> GIVEN PASSAGE
Acquired CJD


Acquired cases represent less than 1% of cases in the U.S. and include kuru, iatrogenic CJD, and variant CJD. 

Types of Acquired CJD
Form Cause Distinguishable Features
Kuru A virtually extinct form of human prion disease of the Fore linguistic group of Papua New Guinea transmitted via ritualistic endocannibalism. Mainly affected women and young children. Some incubation periods extended more than 50 years. Clinical presentation of ataxia and psychiatric disturbances.
Iatrogenic CJD (iCJD) Acquired through contamination of neurosurgical instruments, corneal transplants, dura mater graft, or cadaver derived human growth hormone. Age at onset depends on the age at exposure and on the incubation period (time from exposure to disease onset). Incubation periods and likelihood of developing disease depend upon source of infected tissue and route of exposure. Some incubation periods can last decades.

> ENTRIES SHOWN

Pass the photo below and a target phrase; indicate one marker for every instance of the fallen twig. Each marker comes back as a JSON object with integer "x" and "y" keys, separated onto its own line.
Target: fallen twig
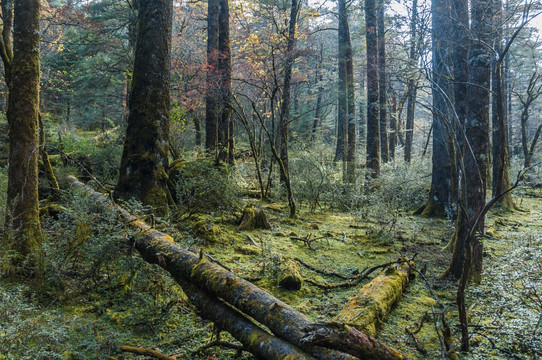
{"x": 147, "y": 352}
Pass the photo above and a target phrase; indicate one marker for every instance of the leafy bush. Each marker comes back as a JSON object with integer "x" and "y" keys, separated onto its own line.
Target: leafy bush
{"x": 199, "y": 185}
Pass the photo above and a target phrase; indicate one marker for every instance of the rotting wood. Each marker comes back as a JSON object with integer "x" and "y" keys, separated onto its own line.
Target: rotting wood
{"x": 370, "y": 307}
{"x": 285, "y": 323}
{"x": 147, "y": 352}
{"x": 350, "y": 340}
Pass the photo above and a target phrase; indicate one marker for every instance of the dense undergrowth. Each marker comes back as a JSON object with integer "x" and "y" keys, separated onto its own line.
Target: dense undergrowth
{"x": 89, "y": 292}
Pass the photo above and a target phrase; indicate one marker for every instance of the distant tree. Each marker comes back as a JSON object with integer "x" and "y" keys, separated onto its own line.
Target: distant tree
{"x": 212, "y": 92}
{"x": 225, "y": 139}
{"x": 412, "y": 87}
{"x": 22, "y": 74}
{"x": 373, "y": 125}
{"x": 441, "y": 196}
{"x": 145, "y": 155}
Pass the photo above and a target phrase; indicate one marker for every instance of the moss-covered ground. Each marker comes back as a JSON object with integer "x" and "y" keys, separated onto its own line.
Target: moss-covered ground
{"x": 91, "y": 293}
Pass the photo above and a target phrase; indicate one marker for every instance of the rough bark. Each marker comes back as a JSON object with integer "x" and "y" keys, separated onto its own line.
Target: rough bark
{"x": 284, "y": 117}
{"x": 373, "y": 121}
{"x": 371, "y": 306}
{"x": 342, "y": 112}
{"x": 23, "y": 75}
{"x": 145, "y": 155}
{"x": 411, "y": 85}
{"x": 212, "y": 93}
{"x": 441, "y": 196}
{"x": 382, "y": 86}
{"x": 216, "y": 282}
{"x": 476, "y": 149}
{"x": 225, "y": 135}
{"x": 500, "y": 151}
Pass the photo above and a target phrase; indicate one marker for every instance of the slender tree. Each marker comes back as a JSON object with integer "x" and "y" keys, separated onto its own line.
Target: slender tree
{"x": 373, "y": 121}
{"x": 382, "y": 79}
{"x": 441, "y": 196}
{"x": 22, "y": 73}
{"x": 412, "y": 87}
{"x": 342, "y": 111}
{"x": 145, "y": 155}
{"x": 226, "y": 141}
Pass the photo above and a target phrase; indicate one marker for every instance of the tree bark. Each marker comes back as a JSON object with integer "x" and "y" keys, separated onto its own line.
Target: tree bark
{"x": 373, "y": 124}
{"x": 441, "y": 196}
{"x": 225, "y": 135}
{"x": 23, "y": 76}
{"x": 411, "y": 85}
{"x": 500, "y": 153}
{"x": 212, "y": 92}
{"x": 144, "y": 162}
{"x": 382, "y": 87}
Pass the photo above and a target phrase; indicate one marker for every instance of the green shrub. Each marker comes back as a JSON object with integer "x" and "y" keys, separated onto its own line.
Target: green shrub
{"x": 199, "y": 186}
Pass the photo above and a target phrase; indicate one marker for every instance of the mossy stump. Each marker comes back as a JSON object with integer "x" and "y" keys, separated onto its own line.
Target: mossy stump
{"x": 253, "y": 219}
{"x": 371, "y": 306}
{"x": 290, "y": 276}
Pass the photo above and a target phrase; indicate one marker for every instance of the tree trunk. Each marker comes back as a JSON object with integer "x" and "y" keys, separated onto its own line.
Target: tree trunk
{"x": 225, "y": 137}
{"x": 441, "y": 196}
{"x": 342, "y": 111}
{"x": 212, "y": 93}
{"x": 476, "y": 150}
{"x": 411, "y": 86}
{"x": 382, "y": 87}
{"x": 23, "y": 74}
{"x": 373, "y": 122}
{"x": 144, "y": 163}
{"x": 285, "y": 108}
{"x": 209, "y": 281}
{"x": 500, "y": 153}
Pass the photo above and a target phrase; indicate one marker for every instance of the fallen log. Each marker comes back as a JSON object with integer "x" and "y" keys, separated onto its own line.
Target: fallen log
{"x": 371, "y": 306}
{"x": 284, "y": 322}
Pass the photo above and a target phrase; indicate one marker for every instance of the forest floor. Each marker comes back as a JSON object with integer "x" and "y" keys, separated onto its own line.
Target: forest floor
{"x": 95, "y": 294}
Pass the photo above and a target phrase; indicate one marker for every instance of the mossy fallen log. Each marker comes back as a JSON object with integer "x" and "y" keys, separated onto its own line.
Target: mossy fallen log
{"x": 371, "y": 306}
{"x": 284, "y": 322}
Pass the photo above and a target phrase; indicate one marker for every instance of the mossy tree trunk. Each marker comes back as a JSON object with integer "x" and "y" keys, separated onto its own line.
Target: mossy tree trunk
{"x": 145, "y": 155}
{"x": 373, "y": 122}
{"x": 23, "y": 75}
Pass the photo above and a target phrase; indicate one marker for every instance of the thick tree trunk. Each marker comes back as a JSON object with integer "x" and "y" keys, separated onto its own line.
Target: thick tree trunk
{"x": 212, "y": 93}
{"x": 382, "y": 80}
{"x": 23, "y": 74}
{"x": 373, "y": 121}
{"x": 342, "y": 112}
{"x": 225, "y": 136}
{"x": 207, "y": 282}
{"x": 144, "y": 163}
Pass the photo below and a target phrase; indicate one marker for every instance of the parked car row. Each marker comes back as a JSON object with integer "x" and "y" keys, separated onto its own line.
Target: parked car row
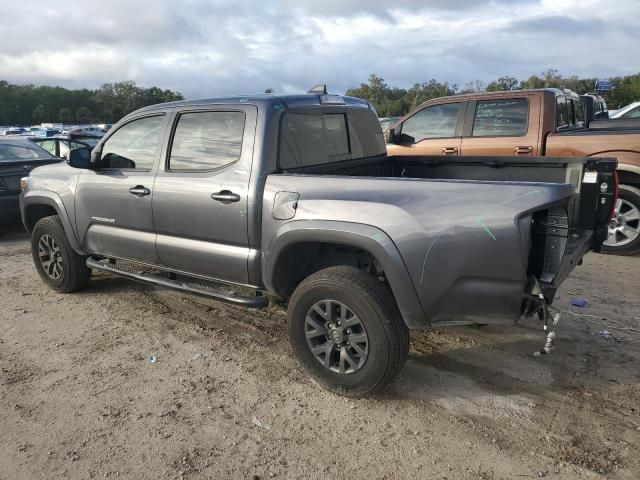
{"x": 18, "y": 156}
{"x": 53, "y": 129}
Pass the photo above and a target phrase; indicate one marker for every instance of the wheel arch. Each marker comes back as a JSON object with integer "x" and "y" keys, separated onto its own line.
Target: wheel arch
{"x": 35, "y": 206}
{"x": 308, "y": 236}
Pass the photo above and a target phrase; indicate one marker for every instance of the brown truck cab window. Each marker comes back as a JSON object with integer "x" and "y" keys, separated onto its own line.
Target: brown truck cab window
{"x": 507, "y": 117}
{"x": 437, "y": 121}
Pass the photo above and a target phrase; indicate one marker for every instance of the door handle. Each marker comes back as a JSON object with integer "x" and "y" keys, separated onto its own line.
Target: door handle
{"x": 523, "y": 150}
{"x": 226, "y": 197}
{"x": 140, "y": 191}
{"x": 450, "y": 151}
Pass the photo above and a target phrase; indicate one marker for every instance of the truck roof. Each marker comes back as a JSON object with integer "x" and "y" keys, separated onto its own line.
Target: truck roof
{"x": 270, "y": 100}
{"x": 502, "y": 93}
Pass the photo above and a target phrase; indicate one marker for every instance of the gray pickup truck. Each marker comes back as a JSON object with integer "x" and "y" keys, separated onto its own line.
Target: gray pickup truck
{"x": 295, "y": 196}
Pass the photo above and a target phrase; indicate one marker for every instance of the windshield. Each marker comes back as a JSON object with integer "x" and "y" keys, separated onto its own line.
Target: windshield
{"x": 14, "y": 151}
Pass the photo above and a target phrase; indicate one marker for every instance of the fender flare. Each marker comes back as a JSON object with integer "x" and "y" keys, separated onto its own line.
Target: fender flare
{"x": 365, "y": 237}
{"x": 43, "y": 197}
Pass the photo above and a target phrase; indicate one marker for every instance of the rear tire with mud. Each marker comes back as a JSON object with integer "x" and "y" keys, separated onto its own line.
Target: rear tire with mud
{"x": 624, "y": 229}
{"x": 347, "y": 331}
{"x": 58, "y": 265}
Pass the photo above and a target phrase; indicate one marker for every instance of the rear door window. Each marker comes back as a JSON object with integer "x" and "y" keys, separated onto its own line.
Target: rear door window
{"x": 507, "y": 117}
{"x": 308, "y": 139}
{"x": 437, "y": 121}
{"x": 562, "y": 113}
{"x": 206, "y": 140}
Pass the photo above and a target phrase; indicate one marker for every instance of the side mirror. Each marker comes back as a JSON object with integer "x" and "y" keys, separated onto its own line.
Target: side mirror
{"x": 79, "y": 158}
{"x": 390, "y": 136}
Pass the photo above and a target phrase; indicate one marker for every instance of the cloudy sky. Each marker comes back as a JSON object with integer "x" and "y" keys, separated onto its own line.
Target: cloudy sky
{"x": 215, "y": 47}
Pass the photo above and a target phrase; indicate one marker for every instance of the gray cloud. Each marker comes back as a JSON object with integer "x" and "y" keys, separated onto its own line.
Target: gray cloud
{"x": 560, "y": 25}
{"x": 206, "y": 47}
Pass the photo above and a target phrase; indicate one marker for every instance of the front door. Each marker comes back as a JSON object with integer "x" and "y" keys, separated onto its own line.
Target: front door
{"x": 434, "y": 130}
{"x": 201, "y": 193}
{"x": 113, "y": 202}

> DIRECTIONS
1. Answer these from the passage on acquired CJD:
(a) What share of U.S. cases do acquired cases represent?
(b) Which groups did kuru mainly affect?
(c) What two things does the age at onset of iatrogenic CJD depend on?
2. Translate this sentence from the passage on acquired CJD into Spanish: "Acquired cases represent less than 1% of cases in the U.S. and include kuru, iatrogenic CJD, and variant CJD."

> ANSWERS BELOW
1.
(a) Less than 1%.
(b) Women and young children.
(c) The age at exposure and the incubation period.

2. Los casos adquiridos representan menos del 1 % de los casos en EE. UU. e incluyen el kuru, la ECJ iatrogénica y la variante de la ECJ.